| Document excerpt |
————————

In the video above, Dr Jan Fuglestvedt, research director at the Centre for International Climate and Environmental Research (CICERO) in Oslo, explains how assessing historical responsibility is likely to play a role in future discussions. But countries’ contributions to climate change will be strongly dependent on the method chosen for doing this, he says.

Separately, the Paris Agreement determined that a task force should be set up to figure out how to deal with the problem of displacement. The members have already been picked, and had specific tasks assigned. The task force is due to hold its first meeting during the Bonn talks (18–19 May), where members will begin preparing a draft work plan. Topics on the table include identifying legal, policy and institutional challenges, good practices and lessons learned.

The Paris Agreement also outlined eight specific areas of action to support the task of “averting, minimizing and addressing loss and damage associated with the adverse effects of climate change”. The list includes early warning systems and resilience-building.

At the Marrakech COP22 summit in 2016, a year on from Paris, the executive committee of the Warsaw mechanism approved a follow-up five-year work plan on loss and damage.

What started out as a broad statement of intent has some extra detail now that countries have submitted their views on what the overall objectives of the mechanism should be. The plan now is for the committee to draft a workplan over the summer, with details of specific activities, to be discussed in Bonn at the next Conference of the Parties (COP) in November.

————————

| Dataset section |
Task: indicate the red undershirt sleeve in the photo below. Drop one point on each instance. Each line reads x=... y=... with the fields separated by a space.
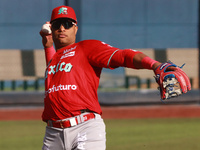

————————

| Problems and tasks |
1 – Determine whether each statement agrees with the excerpt on loss and damage, answering yes or no and quoting the deciding words of the excerpt: (a) The displacement task force is scheduled to meet for the first time during the Bonn talks. (b) The Paris Agreement outlined ten specific areas of action. (c) The executive committee of the Warsaw mechanism approved a follow-up five-year work plan at the Marrakech COP22 summit.
2 – Proceed with the excerpt on loss and damage, writing on from its final sentence.

| Expected answers |
1 –
(a) Yes: "The task force is due to hold its first meeting during the Bonn talks (18–19 May)"
(b) No: "The Paris Agreement also outlined eight specific areas of action"
(c) Yes: "At the Marrakech COP22 summit in 2016, a year on from Paris, the executive committee of the Warsaw mechanism approved a follow-up five-year work plan on loss and damage."

2 –
With a list of priorities that covers slow-onset events (e.g. sea-level rise), risk management, and migration, climate scientists can contribute to policy discussions on loss and damage, says James. The opportunities may not always be obvious, however, because the UNFCCC’s calls for evidence may be “written in a different sort of language”, she tells Carbon Brief:

“For example, there was a call coming out on slow-onset events, which, in the UNFCCC language, means sea-level rise, glacial retreat, ocean acidification, desertification. And perhaps the people who are experts in those areas may not even realise that they’re doing work that’s relevant.”


Over the next five years, finance is also expected to be a theme, though how this will materialise remains woolly at present. The Warsaw mechanism will be reviewed again in 2019, which will, in particular, include a technical paper looking at potential sources of financial support for addressing loss and damage, as well as how to access this support.

Julie-Anne Richards, international policy manager at the Climate Justice Programme, tells Carbon Brief:

“Given the urgent need, and the delays already behind us, the WIM [Warsaw international mechanism] needs to start work immediately on how to raise in the order of $50 to $100 million in the very near future. This work should include exploring options for finance that are not currently tapped (what are often called ‘innovative’ or ‘alternative’ sources of finance). These might include a global fossil fuel extraction levy, or aviation levies, or financial transaction taxes. There are a number of ways of raising funds that won’t come from government treasuries, and will instead come from the industries that are causing climate change.”

On that topic, a side-event is scheduled for COP23 in November, also to be held in Bonn, to discuss financial instruments and tools to address the risks of loss and damage “with a focus on highlighting innovative tools/schemes”.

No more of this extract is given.